Work item:
Transcribe the records that follow, preserving every word.

(Collected data)
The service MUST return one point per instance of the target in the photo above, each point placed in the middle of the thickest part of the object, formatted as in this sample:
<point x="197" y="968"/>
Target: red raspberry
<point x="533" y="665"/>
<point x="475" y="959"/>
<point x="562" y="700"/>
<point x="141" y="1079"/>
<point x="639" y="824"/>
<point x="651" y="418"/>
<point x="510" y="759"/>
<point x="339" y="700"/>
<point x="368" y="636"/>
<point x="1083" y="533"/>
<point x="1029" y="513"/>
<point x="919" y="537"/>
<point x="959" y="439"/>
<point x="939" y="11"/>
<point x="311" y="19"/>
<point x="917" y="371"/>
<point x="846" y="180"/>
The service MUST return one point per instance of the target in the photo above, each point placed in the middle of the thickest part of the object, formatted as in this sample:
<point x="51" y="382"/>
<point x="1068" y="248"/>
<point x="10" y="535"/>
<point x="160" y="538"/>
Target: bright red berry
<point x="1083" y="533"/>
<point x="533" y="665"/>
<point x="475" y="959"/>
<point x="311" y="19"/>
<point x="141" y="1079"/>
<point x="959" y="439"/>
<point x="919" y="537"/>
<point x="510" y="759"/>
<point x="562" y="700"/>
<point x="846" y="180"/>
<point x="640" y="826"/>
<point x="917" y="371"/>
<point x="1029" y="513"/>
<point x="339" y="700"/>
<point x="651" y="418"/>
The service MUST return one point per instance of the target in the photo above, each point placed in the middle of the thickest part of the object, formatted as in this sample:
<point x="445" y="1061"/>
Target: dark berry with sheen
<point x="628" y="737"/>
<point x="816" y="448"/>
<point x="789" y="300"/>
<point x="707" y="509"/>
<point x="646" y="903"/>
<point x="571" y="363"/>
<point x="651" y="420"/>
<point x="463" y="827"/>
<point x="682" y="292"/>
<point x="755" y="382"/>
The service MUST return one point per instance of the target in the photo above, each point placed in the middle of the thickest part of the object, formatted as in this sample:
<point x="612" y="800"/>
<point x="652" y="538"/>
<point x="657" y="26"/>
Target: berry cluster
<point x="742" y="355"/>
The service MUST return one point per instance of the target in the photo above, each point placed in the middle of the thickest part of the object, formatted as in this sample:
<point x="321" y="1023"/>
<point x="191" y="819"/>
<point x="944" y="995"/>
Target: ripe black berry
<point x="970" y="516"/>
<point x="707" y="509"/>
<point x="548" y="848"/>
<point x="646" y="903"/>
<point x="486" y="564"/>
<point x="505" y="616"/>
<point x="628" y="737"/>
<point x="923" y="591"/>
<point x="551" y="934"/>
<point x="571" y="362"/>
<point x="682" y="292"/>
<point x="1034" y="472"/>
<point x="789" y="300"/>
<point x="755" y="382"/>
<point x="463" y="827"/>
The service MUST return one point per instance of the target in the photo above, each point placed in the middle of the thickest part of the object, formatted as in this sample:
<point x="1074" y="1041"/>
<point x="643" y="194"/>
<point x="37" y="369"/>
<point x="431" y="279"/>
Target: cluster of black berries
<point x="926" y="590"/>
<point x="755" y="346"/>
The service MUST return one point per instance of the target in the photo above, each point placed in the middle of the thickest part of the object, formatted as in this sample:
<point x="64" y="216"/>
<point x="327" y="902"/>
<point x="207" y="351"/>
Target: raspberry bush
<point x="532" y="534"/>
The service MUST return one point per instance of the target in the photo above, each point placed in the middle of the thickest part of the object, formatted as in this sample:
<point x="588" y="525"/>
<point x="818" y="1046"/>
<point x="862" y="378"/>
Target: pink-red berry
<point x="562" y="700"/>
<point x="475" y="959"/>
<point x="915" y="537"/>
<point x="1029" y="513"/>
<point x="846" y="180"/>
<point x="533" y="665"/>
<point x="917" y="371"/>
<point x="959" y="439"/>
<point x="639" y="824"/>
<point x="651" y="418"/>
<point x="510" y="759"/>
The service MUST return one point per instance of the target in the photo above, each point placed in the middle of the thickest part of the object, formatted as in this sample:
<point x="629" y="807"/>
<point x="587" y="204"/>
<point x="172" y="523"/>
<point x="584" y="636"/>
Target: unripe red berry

Task result:
The service MUST return one point per instance of the target in the photo above, each point placed in the middle of the thickest part of the object, formatted as in this sample:
<point x="197" y="968"/>
Target: red raspberry
<point x="533" y="665"/>
<point x="475" y="959"/>
<point x="562" y="700"/>
<point x="141" y="1079"/>
<point x="639" y="824"/>
<point x="651" y="418"/>
<point x="510" y="759"/>
<point x="339" y="700"/>
<point x="368" y="636"/>
<point x="1083" y="533"/>
<point x="1029" y="513"/>
<point x="919" y="537"/>
<point x="959" y="439"/>
<point x="939" y="11"/>
<point x="311" y="19"/>
<point x="917" y="371"/>
<point x="846" y="180"/>
The service MUST return one point per instance of the target in the photo above, each point placed in the middle of the thickest part of the object, formatted as in this sample:
<point x="51" y="382"/>
<point x="1068" y="248"/>
<point x="10" y="535"/>
<point x="160" y="538"/>
Target: bright red berry
<point x="1083" y="533"/>
<point x="533" y="665"/>
<point x="475" y="959"/>
<point x="311" y="19"/>
<point x="141" y="1079"/>
<point x="959" y="439"/>
<point x="919" y="537"/>
<point x="510" y="759"/>
<point x="562" y="700"/>
<point x="846" y="180"/>
<point x="640" y="826"/>
<point x="917" y="371"/>
<point x="1029" y="513"/>
<point x="339" y="700"/>
<point x="651" y="418"/>
The service MUST return one point per instance of the target in the photo above, each point placed in the middle of the thickest part of the object, formatted as in this sample:
<point x="445" y="1061"/>
Target: dark berry with sheen
<point x="628" y="737"/>
<point x="816" y="448"/>
<point x="789" y="300"/>
<point x="707" y="509"/>
<point x="646" y="903"/>
<point x="571" y="363"/>
<point x="651" y="420"/>
<point x="463" y="827"/>
<point x="682" y="292"/>
<point x="755" y="382"/>
The service MUST return one point per instance of the target in the photo above, each point placed in the middle of the thickest part of the object, formatted as in this sample:
<point x="612" y="800"/>
<point x="652" y="538"/>
<point x="657" y="26"/>
Target: berry cluster
<point x="742" y="355"/>
The service MUST return one point per instance of the target in the photo above, each point placed in the middle of the thickest part of the object, formatted as in this sample:
<point x="321" y="1023"/>
<point x="191" y="819"/>
<point x="944" y="995"/>
Target: ripe black berry
<point x="970" y="516"/>
<point x="707" y="509"/>
<point x="548" y="848"/>
<point x="646" y="903"/>
<point x="486" y="564"/>
<point x="505" y="616"/>
<point x="628" y="737"/>
<point x="923" y="591"/>
<point x="551" y="934"/>
<point x="571" y="362"/>
<point x="682" y="292"/>
<point x="1034" y="472"/>
<point x="789" y="300"/>
<point x="755" y="382"/>
<point x="463" y="827"/>
The service MUST return one point per instance of the target in the photo above, each point placed in the middle of the thickest part of the object, formatted as in this sample:
<point x="1074" y="1041"/>
<point x="643" y="194"/>
<point x="37" y="369"/>
<point x="431" y="279"/>
Target: cluster of black berries
<point x="926" y="590"/>
<point x="755" y="346"/>
The service MUST return one point per instance of the target in the photo above, each point placed in the middle of the thickest part of the object, formatted as in this sample:
<point x="64" y="216"/>
<point x="327" y="902"/>
<point x="207" y="351"/>
Target: raspberry bush
<point x="532" y="534"/>
The service MUST return one point per instance of the target in the photo above, each point placed in the middle of the thickest part of the object, formatted as in this sample:
<point x="588" y="525"/>
<point x="818" y="1046"/>
<point x="862" y="378"/>
Target: pink-red berry
<point x="562" y="700"/>
<point x="475" y="959"/>
<point x="915" y="537"/>
<point x="1029" y="513"/>
<point x="846" y="180"/>
<point x="533" y="665"/>
<point x="917" y="371"/>
<point x="959" y="439"/>
<point x="639" y="824"/>
<point x="651" y="418"/>
<point x="510" y="759"/>
The service MUST return one point per instance of the target in the photo above, each point placed in the middle of the thickest part of the object, formatted as in this sample:
<point x="629" y="807"/>
<point x="587" y="204"/>
<point x="172" y="523"/>
<point x="584" y="636"/>
Target: unripe red berry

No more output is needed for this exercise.